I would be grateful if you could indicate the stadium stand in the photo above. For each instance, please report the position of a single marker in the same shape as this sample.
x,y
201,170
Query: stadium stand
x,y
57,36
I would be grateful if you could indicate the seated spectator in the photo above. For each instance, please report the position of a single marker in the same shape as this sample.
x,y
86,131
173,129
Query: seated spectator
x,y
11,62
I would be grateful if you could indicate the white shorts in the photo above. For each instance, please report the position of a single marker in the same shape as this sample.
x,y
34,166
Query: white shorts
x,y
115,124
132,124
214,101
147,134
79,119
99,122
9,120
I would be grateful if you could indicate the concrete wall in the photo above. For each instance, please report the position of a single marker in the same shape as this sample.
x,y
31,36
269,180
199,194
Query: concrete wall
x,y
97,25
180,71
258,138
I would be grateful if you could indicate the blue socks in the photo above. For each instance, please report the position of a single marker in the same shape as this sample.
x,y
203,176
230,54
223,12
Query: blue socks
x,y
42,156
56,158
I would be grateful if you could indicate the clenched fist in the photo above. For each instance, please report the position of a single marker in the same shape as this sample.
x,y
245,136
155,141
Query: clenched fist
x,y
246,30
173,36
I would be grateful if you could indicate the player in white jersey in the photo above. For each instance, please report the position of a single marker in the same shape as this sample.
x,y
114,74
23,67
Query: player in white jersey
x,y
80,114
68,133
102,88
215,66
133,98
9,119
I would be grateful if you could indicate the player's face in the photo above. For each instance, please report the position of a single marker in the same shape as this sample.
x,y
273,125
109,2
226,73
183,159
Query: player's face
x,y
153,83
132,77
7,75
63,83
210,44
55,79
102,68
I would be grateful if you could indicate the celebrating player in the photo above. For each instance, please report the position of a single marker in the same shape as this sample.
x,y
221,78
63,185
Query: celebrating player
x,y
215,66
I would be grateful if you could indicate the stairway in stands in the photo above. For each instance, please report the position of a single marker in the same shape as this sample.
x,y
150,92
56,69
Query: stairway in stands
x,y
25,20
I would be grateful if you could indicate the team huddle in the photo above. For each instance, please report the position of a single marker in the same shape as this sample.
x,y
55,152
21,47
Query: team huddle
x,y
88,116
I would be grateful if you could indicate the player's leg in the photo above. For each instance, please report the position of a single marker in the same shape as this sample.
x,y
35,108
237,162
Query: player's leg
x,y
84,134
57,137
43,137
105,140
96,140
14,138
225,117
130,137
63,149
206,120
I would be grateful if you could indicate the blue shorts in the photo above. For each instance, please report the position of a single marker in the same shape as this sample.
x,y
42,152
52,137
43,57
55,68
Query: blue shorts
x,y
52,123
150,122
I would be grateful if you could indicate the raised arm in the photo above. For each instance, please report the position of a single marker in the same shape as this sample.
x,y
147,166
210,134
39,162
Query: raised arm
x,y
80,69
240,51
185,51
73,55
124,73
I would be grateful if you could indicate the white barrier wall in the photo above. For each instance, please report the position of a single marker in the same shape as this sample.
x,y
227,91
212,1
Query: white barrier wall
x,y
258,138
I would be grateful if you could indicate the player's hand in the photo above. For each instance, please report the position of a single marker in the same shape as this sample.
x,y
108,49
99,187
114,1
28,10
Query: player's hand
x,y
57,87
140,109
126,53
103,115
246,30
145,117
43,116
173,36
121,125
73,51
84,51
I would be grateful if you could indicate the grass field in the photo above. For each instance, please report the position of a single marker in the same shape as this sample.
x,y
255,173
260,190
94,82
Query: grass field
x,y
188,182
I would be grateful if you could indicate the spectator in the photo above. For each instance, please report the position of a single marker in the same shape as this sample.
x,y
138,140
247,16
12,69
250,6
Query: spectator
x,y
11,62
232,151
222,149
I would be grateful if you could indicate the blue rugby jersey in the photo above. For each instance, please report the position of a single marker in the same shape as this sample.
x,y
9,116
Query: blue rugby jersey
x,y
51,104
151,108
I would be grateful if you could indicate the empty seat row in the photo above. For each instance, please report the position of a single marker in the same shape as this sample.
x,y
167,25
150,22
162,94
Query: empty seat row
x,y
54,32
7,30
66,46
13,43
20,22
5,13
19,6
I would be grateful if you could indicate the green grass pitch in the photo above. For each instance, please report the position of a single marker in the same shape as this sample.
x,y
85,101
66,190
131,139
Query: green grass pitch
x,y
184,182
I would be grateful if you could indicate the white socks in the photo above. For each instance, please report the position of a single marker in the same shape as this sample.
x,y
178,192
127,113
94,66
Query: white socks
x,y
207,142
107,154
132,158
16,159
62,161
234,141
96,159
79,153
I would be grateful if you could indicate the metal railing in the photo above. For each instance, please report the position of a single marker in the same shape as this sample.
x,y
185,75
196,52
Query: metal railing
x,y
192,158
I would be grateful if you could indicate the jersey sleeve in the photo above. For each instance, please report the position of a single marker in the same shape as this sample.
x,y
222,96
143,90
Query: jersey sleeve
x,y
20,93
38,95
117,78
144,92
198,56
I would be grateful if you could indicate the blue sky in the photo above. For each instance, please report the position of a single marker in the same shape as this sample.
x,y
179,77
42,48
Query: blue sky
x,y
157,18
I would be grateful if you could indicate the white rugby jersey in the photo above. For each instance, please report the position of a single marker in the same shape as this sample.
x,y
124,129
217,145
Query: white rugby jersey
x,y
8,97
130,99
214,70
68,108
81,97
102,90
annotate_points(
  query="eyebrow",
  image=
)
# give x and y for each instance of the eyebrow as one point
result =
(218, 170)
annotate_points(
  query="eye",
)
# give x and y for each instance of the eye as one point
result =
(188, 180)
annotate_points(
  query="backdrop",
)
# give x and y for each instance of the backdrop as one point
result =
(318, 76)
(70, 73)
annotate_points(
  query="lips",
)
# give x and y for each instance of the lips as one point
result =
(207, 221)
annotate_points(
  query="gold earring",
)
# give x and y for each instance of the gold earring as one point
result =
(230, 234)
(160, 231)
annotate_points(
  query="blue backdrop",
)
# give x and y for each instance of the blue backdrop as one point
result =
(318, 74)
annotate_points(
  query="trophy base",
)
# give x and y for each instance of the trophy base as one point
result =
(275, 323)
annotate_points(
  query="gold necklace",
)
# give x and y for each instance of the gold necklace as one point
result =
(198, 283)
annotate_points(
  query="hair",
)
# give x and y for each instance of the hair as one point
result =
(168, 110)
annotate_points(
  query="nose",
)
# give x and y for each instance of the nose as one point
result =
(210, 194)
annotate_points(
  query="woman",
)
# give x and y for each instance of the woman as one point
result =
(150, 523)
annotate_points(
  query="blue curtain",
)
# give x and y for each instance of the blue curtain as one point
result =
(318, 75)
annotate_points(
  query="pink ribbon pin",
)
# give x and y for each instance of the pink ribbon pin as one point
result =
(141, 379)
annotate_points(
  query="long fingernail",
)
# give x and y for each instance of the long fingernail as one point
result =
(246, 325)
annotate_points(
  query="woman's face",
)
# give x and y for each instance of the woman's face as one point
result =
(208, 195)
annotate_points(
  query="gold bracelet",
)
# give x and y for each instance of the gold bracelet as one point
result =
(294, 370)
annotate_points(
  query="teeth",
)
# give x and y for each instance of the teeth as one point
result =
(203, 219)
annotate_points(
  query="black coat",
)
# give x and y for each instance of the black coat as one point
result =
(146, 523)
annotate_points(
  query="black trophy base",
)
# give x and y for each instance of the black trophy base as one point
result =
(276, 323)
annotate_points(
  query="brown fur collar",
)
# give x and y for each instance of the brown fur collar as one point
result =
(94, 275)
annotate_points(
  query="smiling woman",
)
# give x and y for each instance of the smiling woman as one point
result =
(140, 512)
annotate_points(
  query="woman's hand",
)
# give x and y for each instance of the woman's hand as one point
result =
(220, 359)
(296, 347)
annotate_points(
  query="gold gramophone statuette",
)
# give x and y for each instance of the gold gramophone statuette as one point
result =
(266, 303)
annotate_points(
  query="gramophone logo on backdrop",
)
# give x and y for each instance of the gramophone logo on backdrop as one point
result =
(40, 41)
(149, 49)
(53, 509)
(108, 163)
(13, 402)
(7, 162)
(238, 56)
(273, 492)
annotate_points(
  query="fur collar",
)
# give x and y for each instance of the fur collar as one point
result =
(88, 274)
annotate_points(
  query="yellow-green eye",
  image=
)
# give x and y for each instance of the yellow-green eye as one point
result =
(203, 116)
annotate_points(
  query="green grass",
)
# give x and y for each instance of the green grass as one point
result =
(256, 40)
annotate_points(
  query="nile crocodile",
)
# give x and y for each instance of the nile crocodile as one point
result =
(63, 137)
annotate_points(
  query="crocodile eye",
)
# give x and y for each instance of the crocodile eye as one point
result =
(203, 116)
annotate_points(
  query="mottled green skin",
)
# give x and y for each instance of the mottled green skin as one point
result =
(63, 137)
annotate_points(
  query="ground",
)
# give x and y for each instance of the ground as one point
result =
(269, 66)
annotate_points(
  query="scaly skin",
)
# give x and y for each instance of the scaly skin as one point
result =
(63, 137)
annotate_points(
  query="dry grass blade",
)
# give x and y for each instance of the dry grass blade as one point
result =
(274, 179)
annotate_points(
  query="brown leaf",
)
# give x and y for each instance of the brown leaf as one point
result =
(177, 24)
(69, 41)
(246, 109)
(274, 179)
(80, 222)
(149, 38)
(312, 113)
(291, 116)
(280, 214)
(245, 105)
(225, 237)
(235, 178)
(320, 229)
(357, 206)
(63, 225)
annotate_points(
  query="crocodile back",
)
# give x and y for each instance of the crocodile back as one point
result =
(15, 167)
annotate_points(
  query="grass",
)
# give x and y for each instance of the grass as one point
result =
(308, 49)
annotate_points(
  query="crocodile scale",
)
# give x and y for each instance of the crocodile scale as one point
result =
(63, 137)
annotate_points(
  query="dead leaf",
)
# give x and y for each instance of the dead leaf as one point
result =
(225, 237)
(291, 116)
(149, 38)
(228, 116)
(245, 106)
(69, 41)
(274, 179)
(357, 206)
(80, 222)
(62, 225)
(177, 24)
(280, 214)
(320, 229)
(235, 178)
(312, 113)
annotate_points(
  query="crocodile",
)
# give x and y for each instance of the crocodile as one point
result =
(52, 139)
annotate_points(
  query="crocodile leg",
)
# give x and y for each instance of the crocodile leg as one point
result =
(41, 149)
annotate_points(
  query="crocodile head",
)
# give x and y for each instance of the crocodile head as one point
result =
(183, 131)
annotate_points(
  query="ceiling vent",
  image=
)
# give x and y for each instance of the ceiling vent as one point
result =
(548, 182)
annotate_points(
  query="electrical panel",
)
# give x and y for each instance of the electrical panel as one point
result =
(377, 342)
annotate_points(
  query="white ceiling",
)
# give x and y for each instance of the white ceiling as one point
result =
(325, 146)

____

Reproduce every line of the records containing the string "smiling".

  query="smiling woman",
# give x and y for each instance of the smiling woman as one point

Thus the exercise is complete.